Russian Craft Soars Toward Space Station
This article is from the archive of The New York Sun before the launch of its new website in 2022. The Sun has neither altered nor updated such articles but will seek to correct any errors, mis-categorizations or other problems introduced during transfer.

BAIKONUR, Kazakhstan — A Russian spacecraft soared from the Kazakh steppe toward the international space station yesterday, carrying a Malaysian, a Russian, and Peggy Whitson, the American who will become the first woman to command the orbital outpost. The Soyuz-FG rocket lifted off on schedule, rising into a darkening sky over the Russian-operated Baikonur launch facility. It was topped by a spacecraft that is to deliver Ms. Whitson, Yuri Malenchenko, who is a veteran Russian cosmonaut, and Sheikh Muszaphar Shukor, a Malaysian physician, to the space station tomorrow.

Tasks to perform
• a. Name every person the Soyuz launch report says the spacecraft was carrying.
• b. Reproduce the passage of the Soyuz launch report between "BAIKONUR, Kazakhstan —" and "space station tomorrow.", inclusive.

Data records
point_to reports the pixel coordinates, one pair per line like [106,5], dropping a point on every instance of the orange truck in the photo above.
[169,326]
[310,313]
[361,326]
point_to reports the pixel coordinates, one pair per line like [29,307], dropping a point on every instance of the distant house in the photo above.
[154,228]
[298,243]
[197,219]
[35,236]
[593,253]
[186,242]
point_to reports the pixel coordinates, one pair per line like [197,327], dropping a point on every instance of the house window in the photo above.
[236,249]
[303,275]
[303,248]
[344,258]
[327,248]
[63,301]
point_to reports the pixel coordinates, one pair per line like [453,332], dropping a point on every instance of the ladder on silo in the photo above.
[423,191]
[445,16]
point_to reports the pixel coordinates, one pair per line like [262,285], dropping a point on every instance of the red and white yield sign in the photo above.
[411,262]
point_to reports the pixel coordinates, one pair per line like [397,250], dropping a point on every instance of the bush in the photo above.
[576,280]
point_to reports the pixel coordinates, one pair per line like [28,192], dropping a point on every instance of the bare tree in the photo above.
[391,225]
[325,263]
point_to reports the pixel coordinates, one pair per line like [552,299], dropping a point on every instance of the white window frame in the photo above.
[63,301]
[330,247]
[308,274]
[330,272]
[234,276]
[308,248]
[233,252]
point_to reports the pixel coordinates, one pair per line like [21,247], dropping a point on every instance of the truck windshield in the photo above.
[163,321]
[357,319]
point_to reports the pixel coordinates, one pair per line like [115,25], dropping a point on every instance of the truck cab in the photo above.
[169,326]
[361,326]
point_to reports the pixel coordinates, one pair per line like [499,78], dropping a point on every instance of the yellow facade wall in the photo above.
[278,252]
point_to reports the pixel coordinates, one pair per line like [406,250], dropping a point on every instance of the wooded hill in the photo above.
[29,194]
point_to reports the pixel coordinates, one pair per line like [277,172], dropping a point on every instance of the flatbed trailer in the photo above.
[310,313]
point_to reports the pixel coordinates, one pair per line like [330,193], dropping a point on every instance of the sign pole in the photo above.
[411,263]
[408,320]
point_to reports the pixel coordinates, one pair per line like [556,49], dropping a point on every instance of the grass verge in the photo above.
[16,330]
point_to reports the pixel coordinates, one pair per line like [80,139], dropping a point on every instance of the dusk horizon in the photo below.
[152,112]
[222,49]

Per-task outputs
• a.
Peggy Whitson
Yuri Malenchenko
Sheikh Muszaphar Shukor

• b.
BAIKONUR, Kazakhstan — A Russian spacecraft soared from the Kazakh steppe toward the international space station yesterday, carrying a Malaysian, a Russian, and Peggy Whitson, the American who will become the first woman to command the orbital outpost. The Soyuz-FG rocket lifted off on schedule, rising into a darkening sky over the Russian-operated Baikonur launch facility. It was topped by a spacecraft that is to deliver Ms. Whitson, Yuri Malenchenko, who is a veteran Russian cosmonaut, and Sheikh Muszaphar Shukor, a Malaysian physician, to the space station tomorrow.